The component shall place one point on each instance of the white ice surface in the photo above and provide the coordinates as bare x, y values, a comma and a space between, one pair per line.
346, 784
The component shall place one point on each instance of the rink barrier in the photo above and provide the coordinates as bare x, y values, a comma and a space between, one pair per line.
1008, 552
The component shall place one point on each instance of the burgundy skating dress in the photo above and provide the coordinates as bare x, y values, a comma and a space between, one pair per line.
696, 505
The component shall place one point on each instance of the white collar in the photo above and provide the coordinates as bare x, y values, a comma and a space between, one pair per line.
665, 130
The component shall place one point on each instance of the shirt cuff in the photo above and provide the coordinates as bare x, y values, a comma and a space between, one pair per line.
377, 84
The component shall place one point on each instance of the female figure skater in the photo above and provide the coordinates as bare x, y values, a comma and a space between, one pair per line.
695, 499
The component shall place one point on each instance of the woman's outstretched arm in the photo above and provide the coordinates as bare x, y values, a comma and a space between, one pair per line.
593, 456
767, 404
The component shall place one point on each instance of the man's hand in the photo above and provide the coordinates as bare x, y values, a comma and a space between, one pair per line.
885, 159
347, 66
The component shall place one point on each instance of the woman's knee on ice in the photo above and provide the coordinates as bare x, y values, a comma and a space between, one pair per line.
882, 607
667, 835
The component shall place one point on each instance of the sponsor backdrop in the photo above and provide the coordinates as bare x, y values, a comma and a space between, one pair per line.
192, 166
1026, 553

====

_WHAT YOU HAVE TO DO_. Can you rewrite all the lines above with "burgundy" replaced by "maroon" and everything else left unchanged?

_RESULT OF THIS EXERCISE_.
The component shall place one point on each instance of the white ice surface in the photo above and provide the coordinates as bare x, y values, a comma and a space between, one pair per line.
346, 784
The component shall place one point on each instance of the rink barrier in the photo above and provide the coordinates as bare x, y values, a comma and a space between, one pair per line.
1008, 552
The component shall place one point on each instance of the maroon skating dress in the photo above and provide the coordinates as bare x, y values, a comma and a space between, one pair per line.
696, 505
The component shall place one point on each instance of the white collar in the photo above and provide the coordinates as bare x, y values, a comma and a space between, one pair per line.
665, 130
The component shall place one point on each instance of the shirt cuff in the photo above and provide the coordinates as bare x, y values, a comma and a space between, one pair per line.
377, 84
The component shall place one point on each instance of the female figure skater in the photo above and provide the coordinates as bare x, y values, a comma and a space between, one pair per line.
695, 499
The component shall place one point on each instance of the woman's outstretched arm in the photo above and provide the coordinates as bare x, y values, a comma and a space between, one pair per line.
593, 456
767, 404
The component shall place one point on each instance of the man's hand in the photo above and provide the coordinates as bare x, y values, a comma and a space between, one pair per line.
885, 159
347, 66
The component shall place one point on each instance of the woman's knee on ice in the photo above and provide the coordinates as bare x, y values, a comma and a space between, one pair per line.
882, 607
667, 835
The component shall place one point on each instance of the sponsor backdrop in the photo above and provide the coordinates as bare x, y values, a comma and a space between, one pair per line.
192, 166
1026, 553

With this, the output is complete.